◆ **Passage shown**:
And that means that the extended category requirements won’t come in to effect until early 2016, so nothing to concern yourself with for now.

Now on to the 4th and final main point from the seller update:

Changes on International Sites

Although, as I mentioned before, these changes won’t affect you at all if you only sell on eBay.co.uk, I still want to very quickly run through them, as I know a lot of you do list on the international eBay sites directly (as you should!).

Let’s start off by looking at an overview table detailing the multiple changes affecting different international sites:

internationalSeller Hub

Seller Hub provides a centralised view of your account, including listings, order activity, and detailed sales data. Mainly for sellers who list directly on eBay or use Selling Manager Pro, Seller Hub will be live at the end of September.

New Seller Standard

The same changes we’ve already discussed in detail; eBay plan to launch the new seller standards across all sites simultaneously on February 20th 2016.

Product Identifiers

The compulsory categories for product identifiers differ slightly, country by country, so make sure you always check the specific requirements for the site you’re listing on after the Autumn 2015 update.

eBay Plus

This is actually quite an interesting development, as eBay Plus is something I’ve been keeping a close eye on since first reading about it in the Wall Street Journal earlier this year.

It’s basically eBay’s answer to Amazon Prime (a little late, as always!) but as well as providing free, fast shipping and returns to buyers, eBay are also offering some benefits to sellers who opt in.

This includes a 15% discount on final value fees, better placement in search results, free return labels, and the ability to purchase discounted eBay branded packaging materials.

I’ve always said that it’s good to monitor programs that eBay test/roll out on international sites as they’ll often come to the UK later, and this is a perfect example as eBay Plus could be a very important development!

Parts Fitment

If you don’t sell parts in the vehicles category on eBay, then just ignore this. If you do, then it basically means that buyers can now search by part on their mobile devices, as well as desktop.

Returns

These changes mirror what’s happening on the UK site, which we’ve already gone over earlier in this post.

Pricing

Last but not least, eBay are also introducing some changes to the pricing structure of some listing features on eBay France, Italy, and Spain. So if you sell on any of those sites, head over to the announcement page on eBay itself to get exact details of the changes.

And that brings us to the end of today’s lengthy post!

Overall my feelings towards this announcement are mixed. On the one hand I don’t like the fact that some recent changes are being reversed or reworked, as this uncertainty isn’t good for business. It’s hard to plan ahead if eBay are going to be making changes so often, but then again that is their speciality!

But on the other hand, some of these changes do seem very positive for sellers, even if they are well overdue.

There’s one thing that’s certain – with the uncertainty surrounding eBay after their split with PayPal, it is imperative that you diversify and sell on multiple platforms!

I have talked about this numerous times in the past, but I’m going to keep mentioning it anyway. At least until I can go a week without hearing from someone whose business is in trouble because they relied solely on a single platform.

And on that note – see you on Wednesday when I’ll post an often requested guide on importing children’s clothing & other products to the UK from China.

All the best,
Andrew

32 Comments
Click Here to Leave a Comment

  1. Hi, The DSR system never worked before and I doubt nothing will change, and why? There are many sellers who try to sabotage other sellers accounts by getting friends/family or by their other account to buy from the other seller and then leave negative feedback or just giving low DSR knowing the seller will get defects.

[Collection entries]
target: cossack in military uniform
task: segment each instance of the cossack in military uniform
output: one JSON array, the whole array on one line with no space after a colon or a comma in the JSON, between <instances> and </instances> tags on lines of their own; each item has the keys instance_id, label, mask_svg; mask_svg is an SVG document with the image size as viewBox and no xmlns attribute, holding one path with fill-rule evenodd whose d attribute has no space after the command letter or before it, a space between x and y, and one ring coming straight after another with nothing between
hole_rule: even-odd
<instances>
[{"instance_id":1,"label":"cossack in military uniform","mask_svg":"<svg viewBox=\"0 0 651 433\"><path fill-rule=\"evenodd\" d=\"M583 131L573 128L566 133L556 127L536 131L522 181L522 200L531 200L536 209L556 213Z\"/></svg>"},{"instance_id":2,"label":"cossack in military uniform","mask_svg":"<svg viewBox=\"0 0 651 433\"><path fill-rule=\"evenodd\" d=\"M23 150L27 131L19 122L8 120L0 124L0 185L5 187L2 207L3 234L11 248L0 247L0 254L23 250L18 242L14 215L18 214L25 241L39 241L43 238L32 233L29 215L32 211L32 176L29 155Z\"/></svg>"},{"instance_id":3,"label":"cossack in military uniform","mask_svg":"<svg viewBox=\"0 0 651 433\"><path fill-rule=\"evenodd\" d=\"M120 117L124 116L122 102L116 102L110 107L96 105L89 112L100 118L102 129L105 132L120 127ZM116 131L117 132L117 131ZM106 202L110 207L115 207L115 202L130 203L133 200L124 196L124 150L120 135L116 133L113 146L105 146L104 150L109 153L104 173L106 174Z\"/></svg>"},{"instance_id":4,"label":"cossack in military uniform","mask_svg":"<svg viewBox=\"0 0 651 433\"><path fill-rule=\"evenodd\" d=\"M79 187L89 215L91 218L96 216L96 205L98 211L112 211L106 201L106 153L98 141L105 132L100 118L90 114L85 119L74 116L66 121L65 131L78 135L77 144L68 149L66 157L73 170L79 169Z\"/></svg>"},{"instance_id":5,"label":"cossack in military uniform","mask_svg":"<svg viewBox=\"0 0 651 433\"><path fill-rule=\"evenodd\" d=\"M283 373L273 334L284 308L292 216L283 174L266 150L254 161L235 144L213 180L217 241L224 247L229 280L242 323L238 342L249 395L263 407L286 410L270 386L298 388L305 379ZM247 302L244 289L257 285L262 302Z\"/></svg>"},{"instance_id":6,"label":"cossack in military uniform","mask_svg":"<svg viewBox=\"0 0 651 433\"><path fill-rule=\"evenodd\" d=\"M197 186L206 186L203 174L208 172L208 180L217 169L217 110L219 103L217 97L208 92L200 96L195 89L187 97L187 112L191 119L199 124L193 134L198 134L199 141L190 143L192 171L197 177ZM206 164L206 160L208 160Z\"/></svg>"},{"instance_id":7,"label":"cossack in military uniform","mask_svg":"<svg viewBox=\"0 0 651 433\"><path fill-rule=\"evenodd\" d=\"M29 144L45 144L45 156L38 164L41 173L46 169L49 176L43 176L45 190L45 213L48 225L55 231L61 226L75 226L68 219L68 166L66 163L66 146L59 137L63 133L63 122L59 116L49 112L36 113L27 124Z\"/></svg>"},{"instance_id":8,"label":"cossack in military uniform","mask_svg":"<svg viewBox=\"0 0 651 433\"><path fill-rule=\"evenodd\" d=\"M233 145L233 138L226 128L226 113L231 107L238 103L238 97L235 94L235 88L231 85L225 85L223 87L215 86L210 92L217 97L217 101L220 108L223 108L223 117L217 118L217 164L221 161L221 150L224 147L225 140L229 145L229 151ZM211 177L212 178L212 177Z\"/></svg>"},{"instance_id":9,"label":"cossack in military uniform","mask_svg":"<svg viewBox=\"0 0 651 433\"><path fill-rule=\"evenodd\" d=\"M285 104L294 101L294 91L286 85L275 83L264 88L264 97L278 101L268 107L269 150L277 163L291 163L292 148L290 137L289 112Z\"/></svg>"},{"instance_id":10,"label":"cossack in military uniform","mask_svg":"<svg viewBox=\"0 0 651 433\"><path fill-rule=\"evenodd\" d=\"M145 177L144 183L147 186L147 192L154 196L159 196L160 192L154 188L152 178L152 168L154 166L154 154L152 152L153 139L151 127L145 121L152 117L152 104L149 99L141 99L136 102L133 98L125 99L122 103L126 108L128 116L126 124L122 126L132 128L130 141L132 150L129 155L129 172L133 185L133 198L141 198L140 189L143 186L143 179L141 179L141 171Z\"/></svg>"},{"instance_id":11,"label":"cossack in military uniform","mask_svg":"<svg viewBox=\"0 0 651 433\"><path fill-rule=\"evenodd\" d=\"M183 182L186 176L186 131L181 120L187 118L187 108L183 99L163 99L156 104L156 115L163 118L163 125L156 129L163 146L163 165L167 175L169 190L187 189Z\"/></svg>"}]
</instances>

◆ **Tasks for this exercise**:
1 - According to the eBay seller update post, what discount on final value fees does eBay Plus offer to sellers who opt in?
2 - Reproduce part of the eBay seller update post with "uncertainty" switched to "instability". Begin at the words "And that brings" and stop after "on multiple platforms!".
3 - Carry on writing the eBay seller update post from the point where it stops.

◆ **Results for the exercise**:
1 - A 15% discount.

2 -
And that brings us to the end of today’s lengthy post!

Overall my feelings towards this announcement are mixed. On the one hand I don’t like the fact that some recent changes are being reversed or reworked, as this instability isn’t good for business. It’s hard to plan ahead if eBay are going to be making changes so often, but then again that is their speciality!

But on the other hand, some of these changes do seem very positive for sellers, even if they are well overdue.

There’s one thing that’s certain – with the instability surrounding eBay after their split with PayPal, it is imperative that you diversify and sell on multiple platforms!

3 -
    Now all they have to do is say the item was late being delivered even if it was on time. I cannot
    send tracked as my items are low priced items. Also some buyers get a kick out of leaving low
    DSR’s or saying the item was late, which is what they will do now.

    I state 2 days delivery but I always post within 24 hours but I still get buyers claiming it was late
    due to the fact RM can take up to 5 days to deliver 2nd class and up to 3days on first class

    I do not see how ebay can give defects for late items if its Royal Mails fault its late
    and is nothing to do with the seller. Its an unfair system and will not work

    1. Andrew Minalto

      Hi Maria,

      Unfortunately it is what it is. I totally agree with you that this is unfair system but if you want to sell on eBay, you will have to adapt. And best way to do it is to send items tracked. if your current products are too cheap to send tracked, you need to look to increase prices or simply sell something more valuable.

      As harsh as it sounds, this is business at the end of the day and only fittest will survive.

      Andrew

  2. Hello Andrew
    is it also fair that Ebay state that Royal Mail 1st class post is a next day service? when it is not. Royal Mail state that although they aim to deliver next day, this is not guaranteed and that the only next day service they have is Special delivery. So how is it lawful for Ebay to take it upon themselves to state that 1st class post IS a next day service? so I loss a days grace in posting time scales.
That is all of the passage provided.